Consigne A:
D'après l'extrait sur la voiture à Paris, répondez à ces questions :
(i) Sous quel nom les cinéastes connaissent-ils la teinte orangée du soleil de fin d'après-midi ?
(ii) Quels deux ponts l'extrait cite-t-il ?
(iii) Quelle focale a permis de restituer la beauté de Bianca ?

Extrait du texte:

- - - - - - -

D’un gris bleuté, la tenture était passagèrement blanchie par le soleil de fin d’après-midi projetant sur elle sa couleur complémentaire – cette teinte orangée connue des cinéastes sous le nom de golden hour. Le manège des carrosseries luisantes, le plus souvent noires ou gris neutre, ajoutait alors au spectacle une touche d’élégance mouvante.

Un supplément de vie que seuls les militants dogmatiques de l’éradication des quatre-roues dans les villes contesteront avec mauvaise foi, en ennemis jurés de la voiture.

Voiture jadis hippomobile ou à bœufs, donc très polluante (crottin, bouse, urine, fracas des roues cerclées de métal), voire à bras. Puis voiture automobile, devenue toujours plus propre et silencieuse. Jusqu’à la blancheur immaculée des voitures électriques qui bientôt n’émettront pas même un ronronnement de moteur.

Au fil de ses évolutions techniques et esthétiques, la voiture est le véhicule des civilisations qui a donné à Paris l’essentiel de ses beautés depuis quinze siècles : les ponts dont le Pont-neuf et le pont Alexandre III, les quais carrossables dont celui des Grands-Augustins ou la voie Pompidou, les avenues, les boulevards, les rues dont celle de Rivoli, les places dont celle des Vosges et ici de l’Étoile, un des sommets de l’art urbain mondial.

Inversement, Paris ne doit rien aux vélos et patinettes. Hormis de récents fatras surgis en peu de mois au détour de l’année 2020, puis comme enkystés dans l’espace public à partir de 2021. Tel fut le moment choisi par l’Arc de Triomphe pour se voiler la face.

Portrait | Sony A7 III • Sigma Art 135mm F1.8 • 1/350 sec f/4,5 • 800ASA • photo Frédéric Allinne • FA# | 2021


4*

Bianca et ses chiens blancs saisis sur le vif au bord de la Méditerranée.

Pour restituer la beauté de Bianca dont le hâle tranchait sur les blancs du lin et du coton, un excellent objectif de 135mm a fait merveille. Pour saisir l’agitation de ses chiens au deux-millièmes de seconde, le mieux fut de s’en approcher avec une focale standard.

- - - - - - -

Consigne B: Renvoyez chaque ligne des enregistrements qui contient le mot "flag".

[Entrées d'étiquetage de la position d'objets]

- - - - - - -

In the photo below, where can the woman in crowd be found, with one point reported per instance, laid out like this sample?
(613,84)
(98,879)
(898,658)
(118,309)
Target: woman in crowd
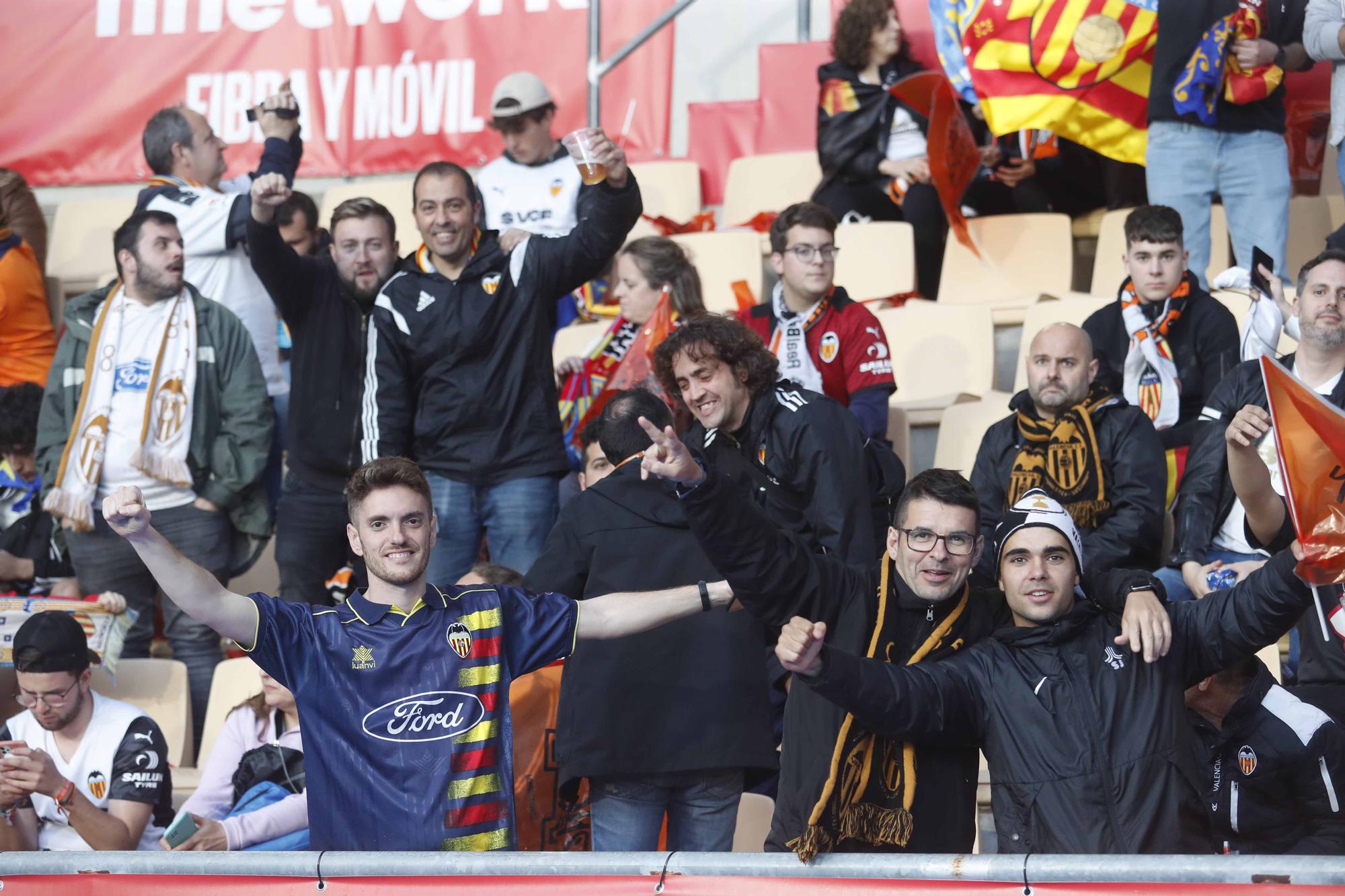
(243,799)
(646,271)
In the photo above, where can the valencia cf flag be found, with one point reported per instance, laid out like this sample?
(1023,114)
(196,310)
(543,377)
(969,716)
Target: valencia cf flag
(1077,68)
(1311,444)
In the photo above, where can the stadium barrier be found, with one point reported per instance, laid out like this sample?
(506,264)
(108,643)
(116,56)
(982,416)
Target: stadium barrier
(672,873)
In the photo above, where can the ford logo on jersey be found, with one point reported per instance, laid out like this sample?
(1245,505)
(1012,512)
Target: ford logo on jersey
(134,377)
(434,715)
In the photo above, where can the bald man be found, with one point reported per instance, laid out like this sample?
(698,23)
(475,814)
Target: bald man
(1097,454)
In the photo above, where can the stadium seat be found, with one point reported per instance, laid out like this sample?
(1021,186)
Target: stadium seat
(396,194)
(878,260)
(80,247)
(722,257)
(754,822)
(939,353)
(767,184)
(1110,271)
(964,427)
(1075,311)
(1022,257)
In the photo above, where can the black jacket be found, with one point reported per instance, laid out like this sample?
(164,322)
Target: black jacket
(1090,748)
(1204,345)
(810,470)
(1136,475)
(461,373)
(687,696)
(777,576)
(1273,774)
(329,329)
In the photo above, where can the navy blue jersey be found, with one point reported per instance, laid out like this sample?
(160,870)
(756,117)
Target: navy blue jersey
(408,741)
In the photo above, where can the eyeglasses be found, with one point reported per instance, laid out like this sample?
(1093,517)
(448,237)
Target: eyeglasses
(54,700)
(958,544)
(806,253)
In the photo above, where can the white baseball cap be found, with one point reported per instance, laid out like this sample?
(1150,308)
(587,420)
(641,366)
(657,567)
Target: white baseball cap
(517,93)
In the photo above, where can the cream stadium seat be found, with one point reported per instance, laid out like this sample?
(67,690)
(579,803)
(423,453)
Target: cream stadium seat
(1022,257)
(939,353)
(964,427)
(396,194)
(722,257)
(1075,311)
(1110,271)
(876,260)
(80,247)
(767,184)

- - - - - - -

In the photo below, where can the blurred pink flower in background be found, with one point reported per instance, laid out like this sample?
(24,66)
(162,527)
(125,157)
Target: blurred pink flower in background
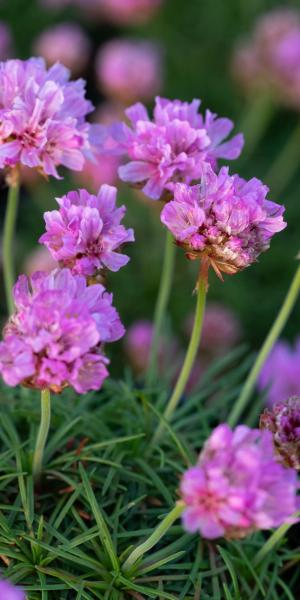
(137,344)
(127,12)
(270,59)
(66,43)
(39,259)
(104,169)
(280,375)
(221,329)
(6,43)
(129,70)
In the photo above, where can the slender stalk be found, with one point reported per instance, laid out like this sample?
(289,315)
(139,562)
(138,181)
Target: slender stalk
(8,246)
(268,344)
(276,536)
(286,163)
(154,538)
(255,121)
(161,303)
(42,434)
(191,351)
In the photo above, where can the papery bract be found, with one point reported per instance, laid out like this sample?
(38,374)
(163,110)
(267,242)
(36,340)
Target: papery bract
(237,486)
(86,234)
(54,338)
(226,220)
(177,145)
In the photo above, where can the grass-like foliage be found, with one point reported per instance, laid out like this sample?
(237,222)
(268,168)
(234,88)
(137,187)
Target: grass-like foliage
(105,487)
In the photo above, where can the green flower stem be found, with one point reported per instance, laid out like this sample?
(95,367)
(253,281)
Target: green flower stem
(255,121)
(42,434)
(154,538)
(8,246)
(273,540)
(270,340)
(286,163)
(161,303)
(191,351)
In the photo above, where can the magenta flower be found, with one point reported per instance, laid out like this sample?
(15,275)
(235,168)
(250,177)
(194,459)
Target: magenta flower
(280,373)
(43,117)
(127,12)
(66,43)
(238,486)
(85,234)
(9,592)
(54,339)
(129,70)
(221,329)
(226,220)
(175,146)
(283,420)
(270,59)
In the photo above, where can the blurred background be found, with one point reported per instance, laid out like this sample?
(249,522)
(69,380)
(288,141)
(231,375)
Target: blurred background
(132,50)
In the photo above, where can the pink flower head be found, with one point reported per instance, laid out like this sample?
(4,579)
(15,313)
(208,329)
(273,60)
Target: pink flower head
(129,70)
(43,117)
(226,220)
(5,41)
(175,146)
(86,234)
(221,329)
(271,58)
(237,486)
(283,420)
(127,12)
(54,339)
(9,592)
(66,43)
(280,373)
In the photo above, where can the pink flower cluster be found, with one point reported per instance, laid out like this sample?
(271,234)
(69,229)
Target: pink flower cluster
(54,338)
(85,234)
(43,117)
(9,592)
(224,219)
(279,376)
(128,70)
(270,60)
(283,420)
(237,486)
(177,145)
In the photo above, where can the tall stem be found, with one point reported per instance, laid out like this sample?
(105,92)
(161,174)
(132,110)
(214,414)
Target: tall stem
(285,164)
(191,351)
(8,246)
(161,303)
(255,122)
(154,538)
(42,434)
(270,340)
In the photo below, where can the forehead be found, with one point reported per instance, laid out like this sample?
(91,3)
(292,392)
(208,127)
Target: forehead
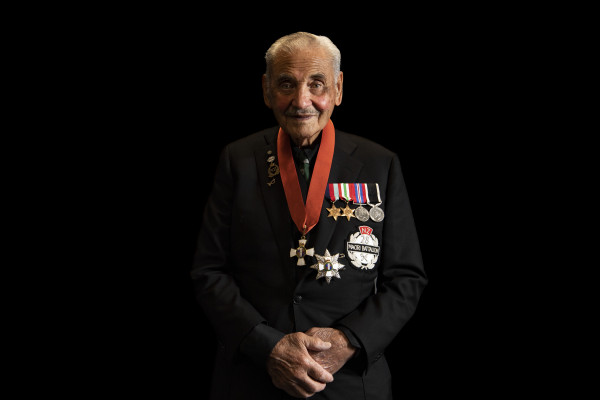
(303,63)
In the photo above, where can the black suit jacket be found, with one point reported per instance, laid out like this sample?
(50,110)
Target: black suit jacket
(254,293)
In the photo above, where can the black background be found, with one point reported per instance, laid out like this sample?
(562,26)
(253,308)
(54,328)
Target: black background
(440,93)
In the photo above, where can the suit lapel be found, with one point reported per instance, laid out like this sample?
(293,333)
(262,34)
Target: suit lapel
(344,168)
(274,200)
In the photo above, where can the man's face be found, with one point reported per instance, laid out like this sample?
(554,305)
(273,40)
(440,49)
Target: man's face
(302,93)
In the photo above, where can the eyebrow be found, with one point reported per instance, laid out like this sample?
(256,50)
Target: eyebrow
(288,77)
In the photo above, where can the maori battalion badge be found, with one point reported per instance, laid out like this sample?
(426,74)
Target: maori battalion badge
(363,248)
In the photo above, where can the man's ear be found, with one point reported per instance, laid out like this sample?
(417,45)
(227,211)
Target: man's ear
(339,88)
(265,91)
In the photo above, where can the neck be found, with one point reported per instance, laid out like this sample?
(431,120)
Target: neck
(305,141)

- - - - - - -

Réponse A:
(i) Golden hour.
(ii) Le Pont-neuf et le pont Alexandre III.
(iii) Un objectif de 135mm.

Réponse B:
In the photo above, where can the valencia cf flag be found, with one point reported per instance, laid out like this sample?
Target: valencia cf flag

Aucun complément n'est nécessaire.